# [What is being asked]
Can you pick out every line in the entries below that contains the word "kiwi" and copy each one?

# [Supplied data]
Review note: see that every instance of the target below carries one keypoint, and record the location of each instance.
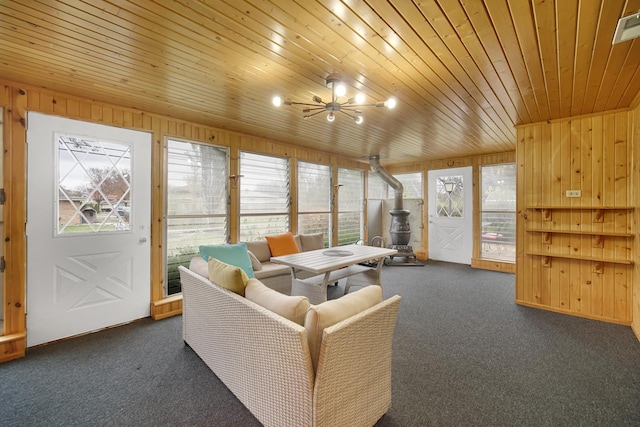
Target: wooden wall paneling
(591, 154)
(157, 213)
(539, 286)
(522, 215)
(635, 305)
(622, 159)
(13, 343)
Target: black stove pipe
(399, 229)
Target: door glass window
(94, 185)
(450, 197)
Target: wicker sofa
(266, 359)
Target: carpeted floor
(464, 355)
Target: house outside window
(264, 196)
(498, 212)
(314, 199)
(196, 203)
(350, 206)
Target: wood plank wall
(635, 310)
(576, 255)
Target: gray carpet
(464, 355)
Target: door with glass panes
(88, 224)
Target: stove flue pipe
(397, 186)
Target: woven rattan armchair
(264, 358)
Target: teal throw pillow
(231, 254)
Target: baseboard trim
(166, 307)
(571, 313)
(12, 346)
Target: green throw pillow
(231, 254)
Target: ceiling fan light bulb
(390, 103)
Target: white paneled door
(450, 215)
(88, 224)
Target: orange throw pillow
(282, 244)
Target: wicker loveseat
(274, 275)
(266, 360)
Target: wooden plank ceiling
(464, 72)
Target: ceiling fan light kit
(351, 107)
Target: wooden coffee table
(332, 264)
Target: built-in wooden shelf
(582, 257)
(582, 207)
(583, 233)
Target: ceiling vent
(628, 28)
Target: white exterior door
(88, 224)
(450, 215)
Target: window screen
(264, 196)
(196, 203)
(498, 212)
(350, 206)
(314, 199)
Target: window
(498, 212)
(350, 206)
(314, 199)
(264, 196)
(196, 203)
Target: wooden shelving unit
(598, 237)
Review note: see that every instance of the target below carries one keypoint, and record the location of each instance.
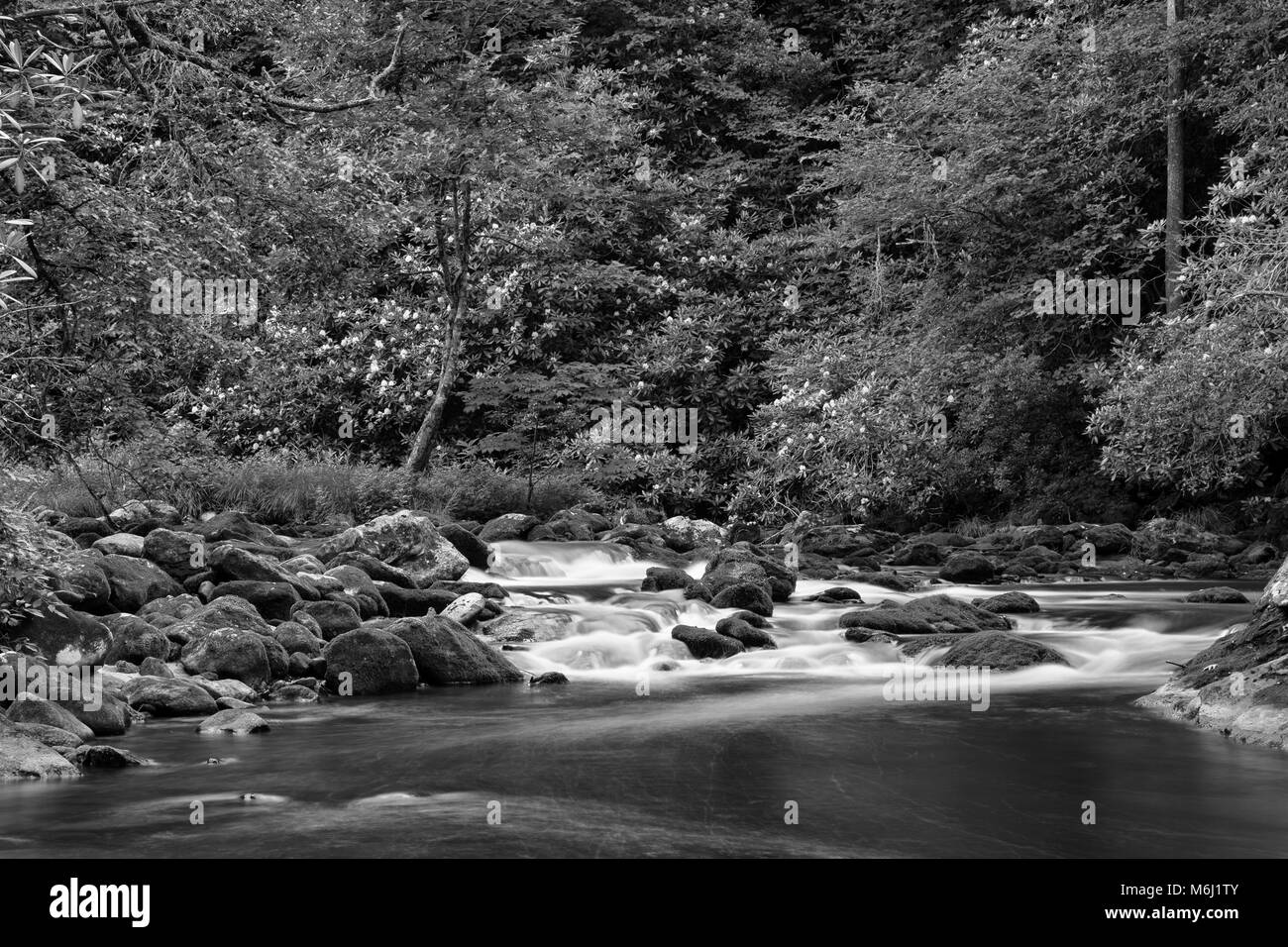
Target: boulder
(168, 697)
(548, 678)
(136, 513)
(370, 661)
(469, 545)
(82, 583)
(110, 719)
(999, 651)
(134, 639)
(64, 635)
(232, 525)
(966, 567)
(413, 602)
(47, 735)
(702, 642)
(224, 613)
(25, 758)
(1220, 594)
(171, 607)
(1009, 603)
(406, 539)
(180, 554)
(231, 565)
(523, 625)
(509, 526)
(445, 652)
(948, 615)
(273, 600)
(361, 589)
(465, 608)
(1112, 539)
(31, 709)
(120, 544)
(104, 757)
(917, 554)
(890, 620)
(231, 654)
(747, 595)
(374, 569)
(233, 722)
(134, 582)
(742, 631)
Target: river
(776, 753)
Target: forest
(903, 262)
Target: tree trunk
(428, 433)
(1175, 157)
(458, 287)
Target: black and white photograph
(645, 429)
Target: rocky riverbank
(1239, 684)
(220, 618)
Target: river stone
(999, 651)
(104, 757)
(231, 565)
(31, 709)
(745, 633)
(945, 613)
(230, 654)
(82, 583)
(375, 570)
(176, 607)
(134, 639)
(168, 697)
(120, 544)
(134, 582)
(64, 635)
(291, 693)
(361, 589)
(1009, 603)
(406, 539)
(110, 719)
(25, 758)
(890, 620)
(476, 551)
(702, 642)
(296, 638)
(447, 654)
(273, 600)
(47, 735)
(233, 722)
(465, 608)
(224, 613)
(1220, 594)
(917, 554)
(522, 625)
(305, 562)
(966, 567)
(175, 552)
(233, 525)
(376, 663)
(1112, 539)
(747, 595)
(507, 526)
(548, 678)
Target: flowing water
(774, 753)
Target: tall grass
(283, 487)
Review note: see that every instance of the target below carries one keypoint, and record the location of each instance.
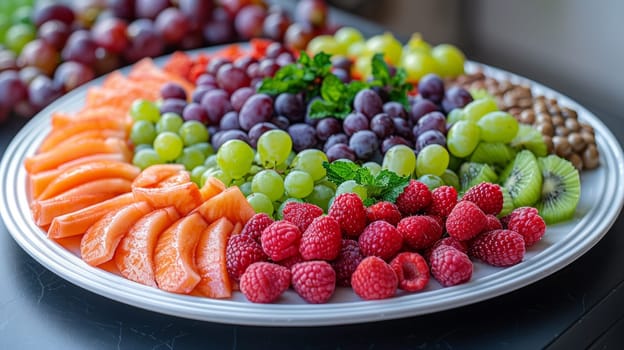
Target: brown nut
(591, 158)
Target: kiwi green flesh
(523, 179)
(561, 189)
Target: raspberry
(350, 212)
(385, 211)
(346, 262)
(314, 281)
(416, 196)
(256, 225)
(374, 279)
(443, 199)
(465, 221)
(492, 223)
(527, 222)
(301, 214)
(280, 240)
(411, 270)
(449, 241)
(321, 240)
(242, 251)
(450, 266)
(419, 231)
(487, 196)
(264, 282)
(498, 247)
(380, 239)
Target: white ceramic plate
(601, 201)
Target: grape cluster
(50, 48)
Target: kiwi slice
(531, 139)
(523, 179)
(471, 174)
(561, 189)
(493, 153)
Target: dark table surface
(580, 306)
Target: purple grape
(229, 121)
(173, 105)
(217, 103)
(327, 127)
(394, 140)
(432, 121)
(172, 90)
(394, 109)
(257, 109)
(303, 136)
(382, 125)
(334, 140)
(455, 97)
(368, 103)
(431, 87)
(422, 107)
(257, 130)
(340, 151)
(281, 122)
(290, 106)
(429, 137)
(355, 122)
(195, 111)
(364, 144)
(238, 97)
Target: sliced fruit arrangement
(258, 168)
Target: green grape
(235, 157)
(321, 194)
(168, 145)
(400, 159)
(451, 178)
(476, 109)
(145, 158)
(169, 122)
(432, 181)
(268, 182)
(261, 203)
(418, 64)
(246, 188)
(211, 161)
(274, 147)
(462, 138)
(191, 158)
(498, 127)
(204, 147)
(388, 45)
(450, 60)
(347, 36)
(432, 159)
(327, 44)
(144, 110)
(18, 35)
(192, 132)
(142, 132)
(196, 174)
(311, 161)
(298, 184)
(350, 186)
(373, 167)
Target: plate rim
(47, 252)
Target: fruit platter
(355, 180)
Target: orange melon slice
(134, 256)
(174, 257)
(98, 244)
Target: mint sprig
(385, 186)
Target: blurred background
(574, 46)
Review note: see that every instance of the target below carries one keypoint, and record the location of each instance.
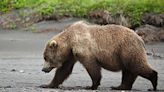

# [Response to this exercise]
Target: kiwi green flesh
Target: kiwi slice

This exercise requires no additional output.